Aim of the task: Nothing before the line containing "motor in the photo above." belongs in the answer; quote that line and all lines after it through the end of the material, word for word.

Dataset entries:
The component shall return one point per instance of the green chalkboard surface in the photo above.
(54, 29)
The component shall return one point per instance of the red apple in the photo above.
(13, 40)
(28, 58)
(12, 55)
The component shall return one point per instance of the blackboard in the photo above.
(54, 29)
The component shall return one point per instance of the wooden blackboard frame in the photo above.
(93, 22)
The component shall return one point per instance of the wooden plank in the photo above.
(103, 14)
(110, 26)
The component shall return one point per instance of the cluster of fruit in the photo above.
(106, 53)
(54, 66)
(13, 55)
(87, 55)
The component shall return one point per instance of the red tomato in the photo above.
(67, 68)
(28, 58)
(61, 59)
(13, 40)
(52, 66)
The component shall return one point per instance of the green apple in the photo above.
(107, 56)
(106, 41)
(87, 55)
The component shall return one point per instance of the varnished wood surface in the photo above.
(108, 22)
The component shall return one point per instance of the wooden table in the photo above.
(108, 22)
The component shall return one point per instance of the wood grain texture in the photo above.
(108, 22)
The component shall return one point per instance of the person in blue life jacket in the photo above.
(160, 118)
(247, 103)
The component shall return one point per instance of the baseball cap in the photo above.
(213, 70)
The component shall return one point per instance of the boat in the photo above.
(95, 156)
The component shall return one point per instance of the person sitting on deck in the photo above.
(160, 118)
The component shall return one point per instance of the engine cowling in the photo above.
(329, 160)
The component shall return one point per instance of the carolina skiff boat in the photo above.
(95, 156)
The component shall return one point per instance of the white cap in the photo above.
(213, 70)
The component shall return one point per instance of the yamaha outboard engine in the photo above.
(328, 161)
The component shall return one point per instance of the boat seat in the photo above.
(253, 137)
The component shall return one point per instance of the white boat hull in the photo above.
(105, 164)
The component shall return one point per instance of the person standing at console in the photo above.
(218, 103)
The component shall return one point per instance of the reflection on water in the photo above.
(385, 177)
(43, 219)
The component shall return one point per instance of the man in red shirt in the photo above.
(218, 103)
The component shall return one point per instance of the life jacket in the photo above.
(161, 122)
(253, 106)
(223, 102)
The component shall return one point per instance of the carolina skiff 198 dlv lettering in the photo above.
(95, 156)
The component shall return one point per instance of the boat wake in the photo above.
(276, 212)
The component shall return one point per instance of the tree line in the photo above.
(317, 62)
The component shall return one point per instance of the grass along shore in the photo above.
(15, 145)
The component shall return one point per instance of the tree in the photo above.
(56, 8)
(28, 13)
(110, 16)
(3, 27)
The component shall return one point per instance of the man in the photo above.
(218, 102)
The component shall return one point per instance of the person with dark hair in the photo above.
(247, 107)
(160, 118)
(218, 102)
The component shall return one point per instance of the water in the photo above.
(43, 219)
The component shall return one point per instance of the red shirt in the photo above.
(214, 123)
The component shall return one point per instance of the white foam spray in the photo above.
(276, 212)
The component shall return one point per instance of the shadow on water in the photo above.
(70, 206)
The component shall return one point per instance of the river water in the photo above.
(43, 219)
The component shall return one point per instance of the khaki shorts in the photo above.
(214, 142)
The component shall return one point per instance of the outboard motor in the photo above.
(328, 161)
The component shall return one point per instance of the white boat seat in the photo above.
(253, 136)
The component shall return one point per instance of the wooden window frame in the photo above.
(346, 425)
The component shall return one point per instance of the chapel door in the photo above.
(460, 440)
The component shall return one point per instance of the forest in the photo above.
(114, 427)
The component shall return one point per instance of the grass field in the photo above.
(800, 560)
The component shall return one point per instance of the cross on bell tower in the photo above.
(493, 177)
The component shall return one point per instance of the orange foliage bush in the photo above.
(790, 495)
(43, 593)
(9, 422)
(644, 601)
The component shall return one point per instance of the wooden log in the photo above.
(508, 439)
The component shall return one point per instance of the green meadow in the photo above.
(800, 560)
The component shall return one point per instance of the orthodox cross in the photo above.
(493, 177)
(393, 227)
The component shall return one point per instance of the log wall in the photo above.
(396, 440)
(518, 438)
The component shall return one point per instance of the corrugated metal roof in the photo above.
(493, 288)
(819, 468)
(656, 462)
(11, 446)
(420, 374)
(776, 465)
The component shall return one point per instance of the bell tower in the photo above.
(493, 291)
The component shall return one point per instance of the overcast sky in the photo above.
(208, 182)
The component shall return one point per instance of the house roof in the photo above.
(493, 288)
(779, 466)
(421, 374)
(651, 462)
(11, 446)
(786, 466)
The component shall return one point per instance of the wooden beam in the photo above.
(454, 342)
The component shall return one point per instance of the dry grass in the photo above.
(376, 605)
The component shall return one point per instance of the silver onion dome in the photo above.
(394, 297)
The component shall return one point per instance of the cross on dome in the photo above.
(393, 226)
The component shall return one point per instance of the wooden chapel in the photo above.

Answer to this problem:
The component shall return one point per instance of the outboard motor in the photo above.
(328, 161)
The component shall return one point per instance of the white boat seat in the photo above.
(253, 136)
The component shall return one point per instance of the wooden window frame in the photo above.
(346, 425)
The component shall return one point per instance of the chapel door in the photo above.
(460, 440)
The component shall return one point per instance of the forest in the photo above.
(114, 427)
The component shall return one point per instance of the grass field in the photo above.
(800, 560)
The component shall return one point per instance of the cross on bell tower in the photo above.
(493, 177)
The component shall return one point per instance of the orange foliage bush in the photo above.
(790, 495)
(43, 593)
(9, 422)
(644, 601)
The component shall return one point per instance of the wooden log in the photo above.
(508, 439)
The component shall return one point per instance of the green meadow in the photo above.
(800, 560)
The component shall return one point per instance of the orthodox cross in the photo above.
(493, 177)
(393, 227)
The component shall return one point per instance of the log wall in the photo above.
(396, 440)
(518, 438)
The component shall return one point per instance of the corrugated metal roof in the photo above.
(493, 288)
(819, 468)
(656, 462)
(11, 446)
(420, 374)
(776, 465)
The component shall return one point per instance of the bell tower in the photo above.
(493, 291)
The component shall return one point per instance of the overcast sky in the photo above.
(208, 182)
The component shall return one point per instance of the house roof in the photo above.
(493, 288)
(779, 466)
(421, 374)
(651, 462)
(11, 446)
(786, 466)
The component shall return one point per instance of the wooden beam in the photo above.
(454, 342)
The component shall return one point per instance of the dry grass in the photo above.
(376, 605)
The component shall return one point per instance of the silver onion dome in the photo above.
(394, 297)
The component shall return one point per instance of the cross on dome in the photo above.
(393, 226)
The component shall return one point per instance of the wooden chapel in the photo above.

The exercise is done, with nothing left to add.